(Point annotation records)

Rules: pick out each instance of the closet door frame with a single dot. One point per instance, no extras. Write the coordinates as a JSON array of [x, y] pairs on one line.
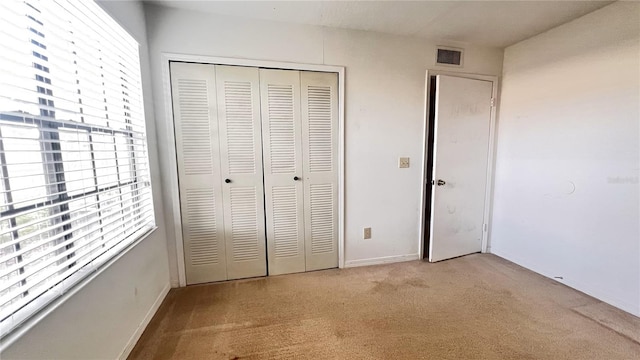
[[166, 135]]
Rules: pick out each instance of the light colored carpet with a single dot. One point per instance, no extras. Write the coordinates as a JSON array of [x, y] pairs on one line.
[[474, 307]]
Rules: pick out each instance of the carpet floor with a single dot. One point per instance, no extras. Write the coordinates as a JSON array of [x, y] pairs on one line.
[[474, 307]]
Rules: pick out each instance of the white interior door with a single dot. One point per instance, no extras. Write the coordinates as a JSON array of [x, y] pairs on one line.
[[282, 152], [238, 92], [320, 168], [461, 148], [195, 114]]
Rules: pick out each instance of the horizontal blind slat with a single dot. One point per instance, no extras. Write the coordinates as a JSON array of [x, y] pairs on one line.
[[74, 170]]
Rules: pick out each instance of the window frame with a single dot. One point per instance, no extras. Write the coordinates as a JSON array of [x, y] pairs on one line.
[[142, 221]]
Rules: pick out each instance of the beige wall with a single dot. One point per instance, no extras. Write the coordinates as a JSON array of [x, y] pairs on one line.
[[384, 111], [566, 188]]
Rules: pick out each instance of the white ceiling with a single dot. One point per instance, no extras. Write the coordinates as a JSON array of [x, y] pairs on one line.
[[491, 23]]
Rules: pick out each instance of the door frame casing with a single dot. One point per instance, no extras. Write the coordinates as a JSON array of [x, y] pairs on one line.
[[488, 203], [170, 180]]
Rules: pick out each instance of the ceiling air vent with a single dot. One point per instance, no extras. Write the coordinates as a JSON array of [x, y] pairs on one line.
[[449, 56]]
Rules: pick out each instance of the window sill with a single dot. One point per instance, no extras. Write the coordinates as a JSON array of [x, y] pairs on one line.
[[53, 300]]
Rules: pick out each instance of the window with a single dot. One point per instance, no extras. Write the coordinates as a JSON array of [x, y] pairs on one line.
[[74, 182]]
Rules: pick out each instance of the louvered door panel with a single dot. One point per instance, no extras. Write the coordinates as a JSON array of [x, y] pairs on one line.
[[319, 104], [195, 120], [282, 153], [238, 94]]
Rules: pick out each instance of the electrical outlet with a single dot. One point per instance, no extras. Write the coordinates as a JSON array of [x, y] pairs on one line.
[[403, 162]]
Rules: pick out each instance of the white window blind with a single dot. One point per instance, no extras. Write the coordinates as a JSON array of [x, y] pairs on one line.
[[74, 174]]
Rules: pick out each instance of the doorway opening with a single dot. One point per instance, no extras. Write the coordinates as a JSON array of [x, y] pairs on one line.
[[431, 119], [458, 163]]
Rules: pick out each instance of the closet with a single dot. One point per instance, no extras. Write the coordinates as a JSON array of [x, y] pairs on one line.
[[257, 169]]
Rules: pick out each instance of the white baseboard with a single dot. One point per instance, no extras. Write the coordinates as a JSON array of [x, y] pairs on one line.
[[381, 260], [143, 325]]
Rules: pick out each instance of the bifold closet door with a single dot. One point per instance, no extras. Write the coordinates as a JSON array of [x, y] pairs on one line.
[[238, 93], [196, 128], [319, 97], [283, 178]]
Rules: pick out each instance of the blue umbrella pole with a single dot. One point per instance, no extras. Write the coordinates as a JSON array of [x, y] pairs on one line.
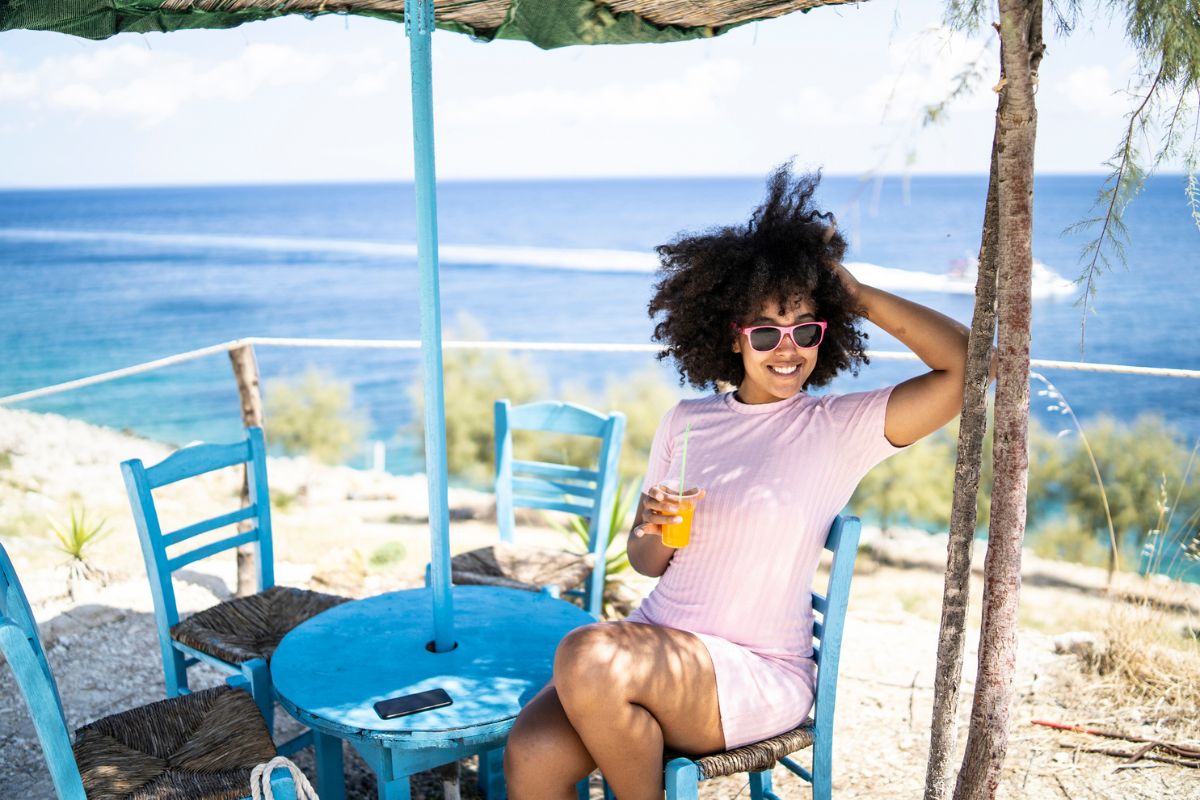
[[419, 26]]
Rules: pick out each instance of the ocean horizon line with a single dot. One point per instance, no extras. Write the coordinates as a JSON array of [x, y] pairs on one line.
[[519, 179]]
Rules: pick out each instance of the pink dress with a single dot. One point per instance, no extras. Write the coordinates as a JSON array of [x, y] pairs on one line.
[[775, 475]]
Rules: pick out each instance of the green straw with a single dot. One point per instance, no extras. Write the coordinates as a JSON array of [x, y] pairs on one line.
[[683, 461]]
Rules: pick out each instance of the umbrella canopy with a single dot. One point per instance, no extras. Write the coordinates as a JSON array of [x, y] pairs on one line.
[[546, 23]]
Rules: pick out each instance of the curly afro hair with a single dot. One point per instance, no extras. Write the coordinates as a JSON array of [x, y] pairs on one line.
[[725, 275]]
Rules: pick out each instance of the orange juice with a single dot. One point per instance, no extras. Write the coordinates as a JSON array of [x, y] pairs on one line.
[[679, 534]]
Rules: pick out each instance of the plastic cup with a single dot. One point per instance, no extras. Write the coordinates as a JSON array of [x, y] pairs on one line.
[[679, 534]]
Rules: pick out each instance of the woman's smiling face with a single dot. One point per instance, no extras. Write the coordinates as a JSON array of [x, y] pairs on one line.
[[780, 373]]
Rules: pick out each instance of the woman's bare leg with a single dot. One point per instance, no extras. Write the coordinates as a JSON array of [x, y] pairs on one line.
[[545, 758], [629, 690]]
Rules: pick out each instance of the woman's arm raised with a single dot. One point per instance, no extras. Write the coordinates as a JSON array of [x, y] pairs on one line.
[[922, 404]]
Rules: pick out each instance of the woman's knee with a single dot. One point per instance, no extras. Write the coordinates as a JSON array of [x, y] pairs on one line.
[[540, 759], [588, 663]]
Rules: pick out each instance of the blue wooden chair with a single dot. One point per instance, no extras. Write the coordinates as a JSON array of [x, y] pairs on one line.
[[237, 636], [588, 493], [199, 746], [683, 775]]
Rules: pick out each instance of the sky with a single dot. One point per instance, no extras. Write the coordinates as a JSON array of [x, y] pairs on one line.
[[327, 100]]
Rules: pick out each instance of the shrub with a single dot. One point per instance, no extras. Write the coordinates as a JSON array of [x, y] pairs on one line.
[[313, 415], [913, 487], [473, 380], [1135, 461], [76, 535], [387, 554], [616, 554]]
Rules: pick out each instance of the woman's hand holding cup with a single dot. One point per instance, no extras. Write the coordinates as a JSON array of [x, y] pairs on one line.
[[664, 510]]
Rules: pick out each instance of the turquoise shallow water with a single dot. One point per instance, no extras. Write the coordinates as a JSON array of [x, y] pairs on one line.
[[99, 280]]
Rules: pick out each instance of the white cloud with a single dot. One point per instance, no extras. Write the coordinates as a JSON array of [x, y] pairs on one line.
[[925, 70], [1091, 89], [695, 94], [813, 106], [127, 80]]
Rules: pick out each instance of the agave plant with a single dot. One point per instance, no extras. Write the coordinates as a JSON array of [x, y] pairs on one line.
[[76, 539], [616, 560]]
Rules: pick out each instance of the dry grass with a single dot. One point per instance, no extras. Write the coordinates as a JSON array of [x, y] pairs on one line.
[[1147, 673]]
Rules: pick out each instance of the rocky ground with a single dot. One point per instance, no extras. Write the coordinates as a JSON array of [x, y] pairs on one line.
[[360, 534]]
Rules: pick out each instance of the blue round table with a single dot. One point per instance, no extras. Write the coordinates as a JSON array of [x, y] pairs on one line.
[[331, 669]]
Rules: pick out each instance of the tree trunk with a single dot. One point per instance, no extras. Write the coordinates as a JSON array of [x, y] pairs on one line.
[[1020, 32], [964, 510], [245, 372]]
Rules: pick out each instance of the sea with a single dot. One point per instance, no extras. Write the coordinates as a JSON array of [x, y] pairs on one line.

TASK GOAL: Write out the material from its first line up to and including the line with "[[282, 152], [238, 92], [320, 168], [461, 148], [195, 114]]". Leave the pictures out of your copy.

TASK SOLUTION:
Rules: pick out each instance of the closet door frame with a single dot. One point per instance, no extras. Write the coordinates as a JSON array of [x, y] pairs on one line.
[[166, 135]]
Rules: pick out each instance of the light colored carpet with a single dot. One point per instance, no extras. Write the coordinates as a JSON array of [x, y] pairs on one line.
[[474, 307]]
Rules: pick out each instance of the carpet floor with a single dot. One point per instance, no extras. Write the coordinates as a JSON array of [x, y] pairs on one line.
[[474, 307]]
Rules: pick out each instance of the white interior door with a single dot. One point per instance, no extras. Write the coordinates as a JSON array of [x, y] pairs on one line.
[[282, 152], [238, 92], [320, 168], [461, 148], [195, 114]]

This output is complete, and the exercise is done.